In order to solve the maze successfully, the robot needs to be able to drive autonomously. One type of data that is available is the laser range finder data. The PICO robot has a 270 degrees view, with approximately thousand beams.
Potential field
Avoidance collision
The first level of saftey is provided by the potential field algoritm. Its resultant vector will always point towards the direction with the most room and therefore it is sufficient as first layer. However, avoidance collision is one of the top priorities since if Pico bumps into the wall the attempt of solving the maze is over. Another safety layer has been implemented to prevent the robot hitting walls or corners. The distance to the wals is continuosly measured and compared to a set safety margin. If the distance of multiple coextensive beams is smaller than this fixed parameter the robot will move in the oppositie direction.
Detection intersections
At this stage the basic skill of driving with the potential field based on LRF data is completed. Next, the different type of junctions and intersections must be recognized in order to solve the maze. Not only is recognition necassary for driving through the maze, it is also a important part of mapping the maze, see Mapping.
Since the maze is axis alligned there are three possibilites:
- Crossroad
- T-junction
- Open space
Crossroad
Consider an crossroad shown in the picture below, the left plot shows what pico sees when approaching this kind of junction. There are three maxima, which represent the possible directions PICO can go to. By slightly modifying the data the actual vision as seen in the simulator can be constructed, shown in (b).
_ _ _
AIM:
Reproduce the portion of the PICO robot passage above that begins with "Detection intersections" and ends with "shown in (b).".

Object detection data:
_ _ _
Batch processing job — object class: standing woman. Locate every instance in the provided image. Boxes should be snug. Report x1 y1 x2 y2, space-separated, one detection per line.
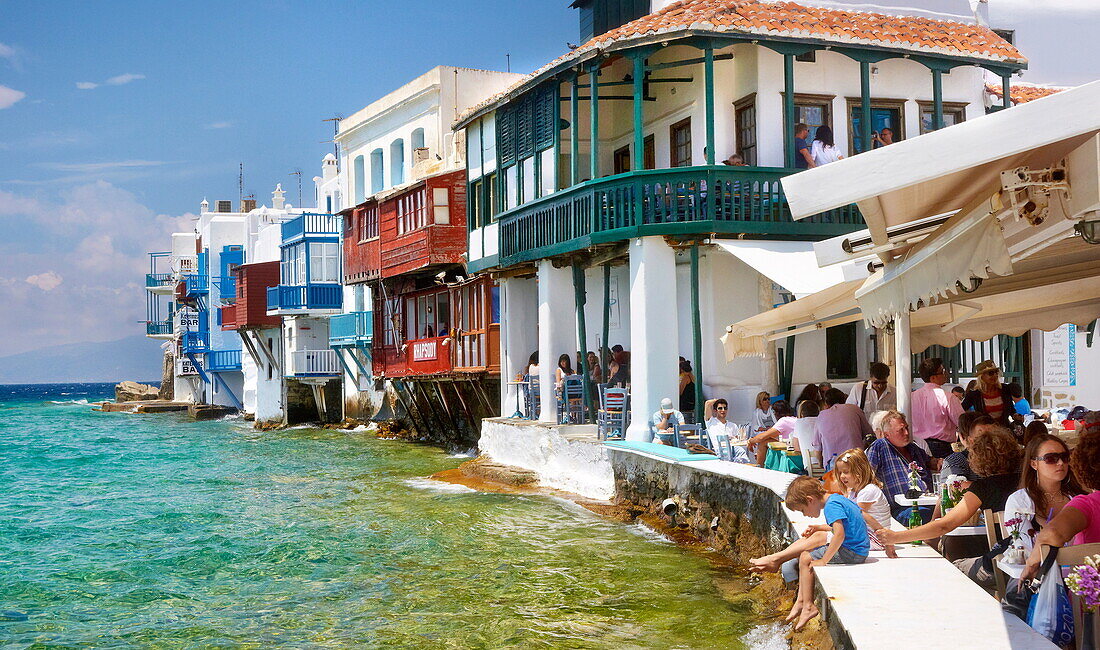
963 360 1015 428
810 125 844 167
749 390 776 436
680 356 695 422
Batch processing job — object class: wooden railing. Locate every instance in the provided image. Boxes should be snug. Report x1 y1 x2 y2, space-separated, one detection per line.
499 166 864 265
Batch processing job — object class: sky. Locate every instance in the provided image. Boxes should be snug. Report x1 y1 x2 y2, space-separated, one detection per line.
0 0 1100 356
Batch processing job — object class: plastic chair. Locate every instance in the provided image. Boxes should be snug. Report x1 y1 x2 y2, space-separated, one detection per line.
596 388 630 440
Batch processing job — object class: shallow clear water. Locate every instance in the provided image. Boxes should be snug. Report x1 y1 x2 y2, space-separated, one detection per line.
0 385 752 648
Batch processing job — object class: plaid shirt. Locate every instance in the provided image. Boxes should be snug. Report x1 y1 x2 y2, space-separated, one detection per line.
867 438 932 506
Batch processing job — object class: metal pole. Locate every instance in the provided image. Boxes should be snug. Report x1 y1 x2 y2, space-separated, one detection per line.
634 53 646 172
691 243 703 423
573 257 593 423
589 63 600 178
859 60 875 151
703 45 714 165
783 54 794 167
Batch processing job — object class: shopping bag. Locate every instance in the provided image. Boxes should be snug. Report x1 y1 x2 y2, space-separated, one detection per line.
1027 547 1074 647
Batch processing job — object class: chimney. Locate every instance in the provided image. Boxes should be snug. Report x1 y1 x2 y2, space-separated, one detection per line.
272 183 286 210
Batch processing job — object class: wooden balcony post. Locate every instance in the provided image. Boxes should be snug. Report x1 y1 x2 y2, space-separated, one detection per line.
573 257 595 425
932 68 944 131
631 51 646 172
704 44 714 165
783 54 794 167
859 60 875 151
589 59 600 179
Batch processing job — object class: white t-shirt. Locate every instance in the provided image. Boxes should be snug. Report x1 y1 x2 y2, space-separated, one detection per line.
848 483 890 528
1004 487 1046 553
810 140 842 166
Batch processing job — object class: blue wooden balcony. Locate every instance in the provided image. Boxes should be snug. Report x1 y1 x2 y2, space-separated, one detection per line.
329 311 374 348
267 284 343 311
282 212 341 244
207 350 241 373
499 165 865 266
179 332 210 354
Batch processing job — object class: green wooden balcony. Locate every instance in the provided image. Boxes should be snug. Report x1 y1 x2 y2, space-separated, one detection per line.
499 165 865 266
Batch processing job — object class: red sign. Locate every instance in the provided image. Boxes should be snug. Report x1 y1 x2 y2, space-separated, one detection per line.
413 339 439 361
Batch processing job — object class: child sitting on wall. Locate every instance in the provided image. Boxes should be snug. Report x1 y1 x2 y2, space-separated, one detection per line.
749 476 870 630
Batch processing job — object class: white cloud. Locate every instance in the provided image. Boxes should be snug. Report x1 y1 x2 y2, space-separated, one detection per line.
0 86 26 110
25 271 62 291
35 161 171 173
107 73 145 86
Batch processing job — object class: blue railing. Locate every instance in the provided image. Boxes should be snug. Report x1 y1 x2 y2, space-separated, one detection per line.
329 311 374 348
283 212 340 243
145 317 175 337
179 332 210 354
267 284 343 310
145 273 172 288
207 350 241 373
184 273 210 296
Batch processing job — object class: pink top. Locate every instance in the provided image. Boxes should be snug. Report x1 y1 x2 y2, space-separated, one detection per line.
1066 492 1100 544
774 417 799 440
910 384 963 442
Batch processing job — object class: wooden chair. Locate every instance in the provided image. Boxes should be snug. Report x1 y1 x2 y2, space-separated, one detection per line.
1043 542 1100 650
981 508 1008 601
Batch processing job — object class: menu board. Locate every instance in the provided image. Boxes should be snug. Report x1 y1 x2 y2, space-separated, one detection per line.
1043 324 1077 386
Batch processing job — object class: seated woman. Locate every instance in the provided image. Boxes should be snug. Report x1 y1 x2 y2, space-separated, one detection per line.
1020 420 1100 582
875 427 1022 588
746 400 820 467
1004 433 1085 552
939 410 996 481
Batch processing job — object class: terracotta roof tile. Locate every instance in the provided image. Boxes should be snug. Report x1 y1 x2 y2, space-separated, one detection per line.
455 0 1027 128
986 81 1069 103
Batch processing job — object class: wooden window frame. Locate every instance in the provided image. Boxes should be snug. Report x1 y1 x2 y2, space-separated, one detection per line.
669 115 692 168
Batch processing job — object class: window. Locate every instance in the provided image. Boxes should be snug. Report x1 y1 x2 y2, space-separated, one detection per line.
303 242 340 284
669 118 691 167
917 101 966 133
848 97 905 154
359 203 378 242
825 322 856 379
612 146 630 174
734 93 757 166
397 187 428 234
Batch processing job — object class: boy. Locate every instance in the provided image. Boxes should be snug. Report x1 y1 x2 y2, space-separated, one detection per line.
750 476 871 630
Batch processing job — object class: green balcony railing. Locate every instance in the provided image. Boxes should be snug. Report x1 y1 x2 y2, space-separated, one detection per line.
499 166 865 265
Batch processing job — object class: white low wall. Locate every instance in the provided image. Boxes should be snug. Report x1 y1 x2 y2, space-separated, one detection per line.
477 418 615 500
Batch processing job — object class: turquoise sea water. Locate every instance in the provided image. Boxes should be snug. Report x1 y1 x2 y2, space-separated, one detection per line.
0 385 752 648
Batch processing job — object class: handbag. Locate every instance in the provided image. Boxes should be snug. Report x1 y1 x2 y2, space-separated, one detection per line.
1027 547 1074 647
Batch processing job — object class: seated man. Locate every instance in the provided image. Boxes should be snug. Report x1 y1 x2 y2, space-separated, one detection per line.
649 397 684 444
703 398 752 463
867 410 932 522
_ _ _
THE RESPONSE:
Detection intersections
At this stage the basic skill of driving with the potential field based on LRF data is completed. Next, the different type of junctions and intersections must be recognized in order to solve the maze. Not only is recognition necassary for driving through the maze, it is also a important part of mapping the maze, see Mapping.
Since the maze is axis alligned there are three possibilites:
- Crossroad
- T-junction
- Open space
Crossroad
Consider an crossroad shown in the picture below, the left plot shows what pico sees when approaching this kind of junction. There are three maxima, which represent the possible directions PICO can go to. By slightly modifying the data the actual vision as seen in the simulator can be constructed, shown in (b).